--- Start ---

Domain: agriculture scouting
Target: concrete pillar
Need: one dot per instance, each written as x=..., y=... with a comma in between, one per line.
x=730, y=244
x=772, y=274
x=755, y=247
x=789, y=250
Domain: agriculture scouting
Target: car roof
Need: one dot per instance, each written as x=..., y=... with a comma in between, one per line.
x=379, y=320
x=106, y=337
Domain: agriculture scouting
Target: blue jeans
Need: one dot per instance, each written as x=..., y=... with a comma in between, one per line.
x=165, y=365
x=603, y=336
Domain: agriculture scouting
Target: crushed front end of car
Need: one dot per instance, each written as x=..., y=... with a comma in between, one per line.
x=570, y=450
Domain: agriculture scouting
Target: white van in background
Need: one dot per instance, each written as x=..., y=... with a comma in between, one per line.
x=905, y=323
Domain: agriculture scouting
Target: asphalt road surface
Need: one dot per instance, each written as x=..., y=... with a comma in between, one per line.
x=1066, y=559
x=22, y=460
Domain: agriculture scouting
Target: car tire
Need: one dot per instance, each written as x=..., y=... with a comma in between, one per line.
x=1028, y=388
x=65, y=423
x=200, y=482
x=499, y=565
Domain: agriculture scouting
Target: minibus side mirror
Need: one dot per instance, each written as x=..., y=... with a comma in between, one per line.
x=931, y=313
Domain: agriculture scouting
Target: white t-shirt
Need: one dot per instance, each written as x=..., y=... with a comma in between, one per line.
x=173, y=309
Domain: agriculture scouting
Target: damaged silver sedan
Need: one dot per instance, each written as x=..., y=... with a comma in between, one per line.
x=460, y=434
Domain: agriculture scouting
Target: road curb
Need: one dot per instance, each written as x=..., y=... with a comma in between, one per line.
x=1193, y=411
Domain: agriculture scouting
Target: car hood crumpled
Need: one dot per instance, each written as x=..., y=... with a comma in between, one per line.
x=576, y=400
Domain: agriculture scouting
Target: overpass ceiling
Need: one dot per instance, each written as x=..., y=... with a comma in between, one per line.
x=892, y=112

--- End ---

Work required:
Recast all of the items above as a two-column CSV with the headers item_text and coordinates, one row per item. Put each item's text and its answer in a single quoted field, with line breaks turned into spaces.

Final result:
item_text,coordinates
"Domain: agriculture scouting Target: concrete pillar Need: one dot per instance, each written as x=..., y=... with a comma in between, one per line.","x=730, y=244 x=772, y=274 x=755, y=247 x=789, y=250"
"Domain: agriculture scouting Target: car roof Need: one dot per instance, each written as x=..., y=... with a comma in between, one per line.","x=379, y=320 x=106, y=337"
"Domain: agriculture scouting Target: blue jeans Need: one dot per instance, each written as x=..., y=... with a comma in between, one per line.","x=165, y=365 x=603, y=336"
"Domain: agriculture scouting Target: crushed front end of car Need: one dot per instance, each written as x=..., y=... with a comma in between, one per line.","x=570, y=450"
"Domain: agriculture scouting Target: white van in background Need: one dot per instance, each written as x=..., y=... with a comma in between, one per line.","x=905, y=323"
"Domain: agriculture scouting Target: asphalt road surface Need: one dot per instance, each written as x=..., y=... with a comma in between, one per line.","x=1066, y=559 x=22, y=460"
"Domain: agriculture scouting Target: car tire Need: one dot per instance, each written as x=..., y=... with a comma in between, one per line.","x=1028, y=388 x=65, y=423 x=200, y=482 x=499, y=565"
"Domain: agriculture scouting Target: minibus side mirror Need: one dot per instance, each written as x=..., y=... with a comma in between, one per line.","x=931, y=313"
"Domain: agriculture scouting Target: white t-shirt Need: one dot per instance, each written as x=..., y=... with a comma in between, one per line.","x=173, y=309"
"Domain: agriculture scouting Target: damaged silver sedan Need: one dot per instance, each written as x=..., y=... with a comma in between, one per line.","x=460, y=434"
"Domain: agriculture scouting Target: road curb Need: one dot per instance, each written as x=..., y=... with a comma in between, one per line.","x=1193, y=411"
"Domain: agriculture scouting Target: car hood crumpled Need: one dot per instance, each written as x=..., y=... with a comma in between, one per line.","x=576, y=400"
"Domain: agriculture scouting Target: overpass ceiling Need: one dot per instance, each written as x=..., y=... with a comma in between, one per line.","x=892, y=112"